» Task brief: Copy the items below word for word, without changing a single character.

:: Material shown

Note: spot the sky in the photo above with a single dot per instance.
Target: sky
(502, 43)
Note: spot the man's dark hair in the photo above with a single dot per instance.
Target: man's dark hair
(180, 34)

::::

» Written answer:
Note: spot the sky in the photo above with a single dot per instance.
Target: sky
(502, 43)
Note: spot the man's dark hair in the photo above with a single dot per instance.
Target: man's dark hair
(180, 34)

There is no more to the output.